Assignment: Reproduce everything in the pytest practical from "Avoid spaces in" down to "on the dataset.", word for word.

Text block:
____
Practical 10: Testing ML Systems with pytest

This week we focus on using pytest to test the code and system behaviour of an ML project. We will use the example that predicts daily call-outs of London Fire Brigade (LFB) based on weather and calendar data.

This example was introduced in Week 4 practical. The codebase is structured into a firepredict package and a tests folder, each containing Python files. The tests are written using pytest, which is a popular testing framework in Python.

Please note that this practical contains a lot of command-line instructions. You can either run these commands in a terminal, or using magic of ! in Jupyter notebooks.

Learning outcomes

In this practical, we will:

Practise using pytest for automated testing.
Run test coverage and interpret missing coverage.

Starting the Practical

The process for this week is similar with previous weeks: download the notebook to your DSSS folder (or wherever you keep your course materials), switch over to JupyterLab (running in Podman/Docker), and work through each section.

If you want to save the completed notebook to your Github repo, remember to add, commit, and push your work.

Note

Suggestions:

Keep software language set to English for easier debugging.
Back up work using Git/cloud storage.
Avoid spaces in file and column names.

Quick recap: why testing ML systems?

Testing in ML is about testing the code and system behaviour, rather than train-test split on the dataset.

Common test types

Unit tests: test one function/class in isolation.
Integration tests: test interactions across components.
System tests: test end-to-end workflows.
Acceptance tests: verify requirements from a user/business perspective.

Good testing principles

Keep tests separate from core code (tests/ folder) to avoid polluting production code.
Automate tests so they can run in CI/CD.
Use the AAA pattern: Arrange → Act → Assert.

Fetch the repository

The dataset and code for this practical are stored in the ML-Testing repository on GitHub. You can clone it using either SSH or HTTPS. Run the following commands in Jupyter, or open a terminal and run them there (without !).

!# clone with SSH

!git clone git@github.com:huanfachen/ML-Testing.git

If the above command fails, it means SSH is not configured on your machine. Then, please use HTTPS instead:

!git clone https://github.com/huanfachen/ML-Testing.git

Now print the file tree of the ML-Testing folder:

!cd ML-Testing && find . -maxdepth 3 -print

You should be able to see key folders such as:

firepredict/
- __init__.py (this defines the ‘firepredict’ package and loads environment variables)
- data.py (containing data loading and split functions)
- train.py (containing model training functions)
- tune.py (containing hyperparameter tuning functions)
____
Provided information:
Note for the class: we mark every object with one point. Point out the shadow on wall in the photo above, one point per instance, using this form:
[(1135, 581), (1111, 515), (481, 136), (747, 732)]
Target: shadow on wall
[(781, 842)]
____
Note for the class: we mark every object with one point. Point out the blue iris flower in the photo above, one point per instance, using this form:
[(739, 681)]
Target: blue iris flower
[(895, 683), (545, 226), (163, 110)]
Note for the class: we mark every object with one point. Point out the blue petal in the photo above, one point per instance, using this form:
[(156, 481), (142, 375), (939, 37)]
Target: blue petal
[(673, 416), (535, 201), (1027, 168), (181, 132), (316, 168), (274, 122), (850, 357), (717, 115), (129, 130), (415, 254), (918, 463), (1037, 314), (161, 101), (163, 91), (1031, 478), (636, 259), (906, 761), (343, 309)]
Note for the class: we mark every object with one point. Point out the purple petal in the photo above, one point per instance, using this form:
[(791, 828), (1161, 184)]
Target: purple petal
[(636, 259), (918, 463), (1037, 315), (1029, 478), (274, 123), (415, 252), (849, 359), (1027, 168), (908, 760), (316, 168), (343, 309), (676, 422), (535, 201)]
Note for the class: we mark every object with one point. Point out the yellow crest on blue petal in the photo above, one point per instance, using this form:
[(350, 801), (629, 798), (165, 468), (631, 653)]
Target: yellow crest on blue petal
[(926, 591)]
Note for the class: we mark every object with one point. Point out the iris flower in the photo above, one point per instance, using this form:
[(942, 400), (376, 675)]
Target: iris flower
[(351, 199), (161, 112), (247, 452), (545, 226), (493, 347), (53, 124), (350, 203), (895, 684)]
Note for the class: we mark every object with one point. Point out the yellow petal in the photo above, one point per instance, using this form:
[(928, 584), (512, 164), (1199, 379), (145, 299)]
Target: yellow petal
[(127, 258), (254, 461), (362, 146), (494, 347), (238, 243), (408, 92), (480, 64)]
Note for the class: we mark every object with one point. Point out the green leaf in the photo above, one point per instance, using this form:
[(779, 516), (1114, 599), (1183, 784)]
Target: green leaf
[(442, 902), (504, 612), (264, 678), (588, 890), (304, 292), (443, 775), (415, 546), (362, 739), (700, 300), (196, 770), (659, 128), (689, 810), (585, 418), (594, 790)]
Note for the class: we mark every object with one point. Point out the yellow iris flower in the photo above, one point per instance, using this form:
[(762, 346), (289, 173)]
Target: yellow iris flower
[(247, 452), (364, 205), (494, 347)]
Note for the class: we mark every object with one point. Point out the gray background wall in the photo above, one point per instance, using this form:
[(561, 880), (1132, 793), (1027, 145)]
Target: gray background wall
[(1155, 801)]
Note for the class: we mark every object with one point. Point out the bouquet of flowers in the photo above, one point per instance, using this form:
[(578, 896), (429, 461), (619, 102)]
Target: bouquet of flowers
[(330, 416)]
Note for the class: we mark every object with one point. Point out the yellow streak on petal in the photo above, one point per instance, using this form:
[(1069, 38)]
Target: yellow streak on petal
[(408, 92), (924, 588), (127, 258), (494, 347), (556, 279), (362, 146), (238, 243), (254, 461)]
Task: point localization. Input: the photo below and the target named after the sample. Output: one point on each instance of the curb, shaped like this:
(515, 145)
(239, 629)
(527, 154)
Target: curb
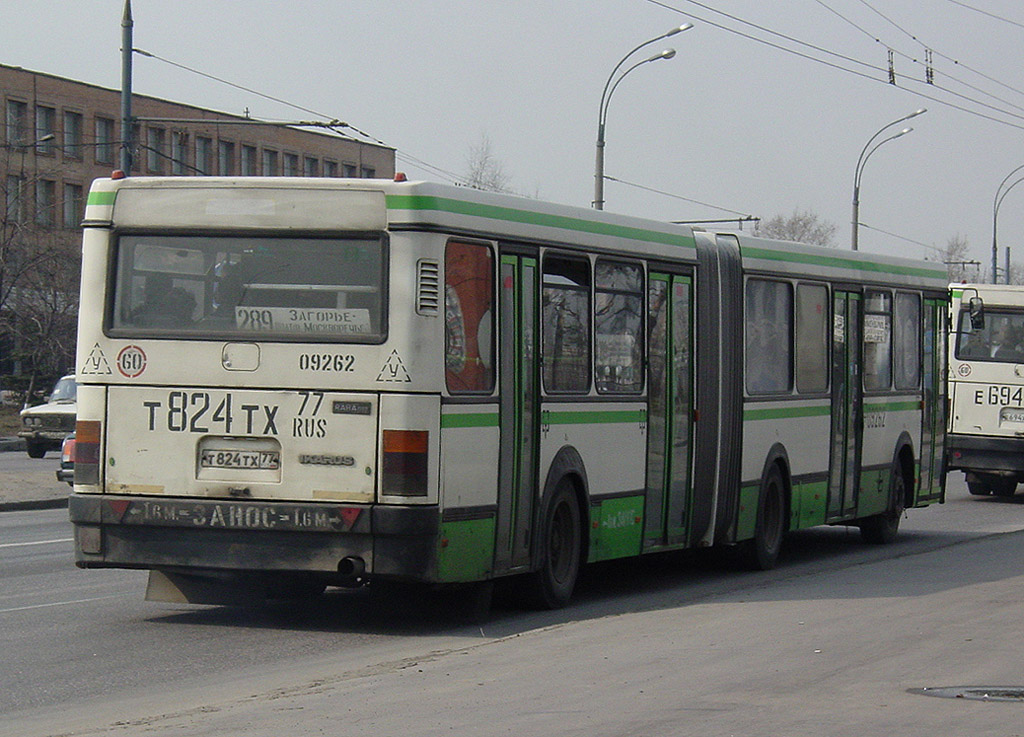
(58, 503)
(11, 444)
____
Expected answer:
Avoid spaces in file and column names.

Quick recap: why testing ML systems?

Testing in ML is about testing the code and system behaviour, rather than train-test split on the dataset.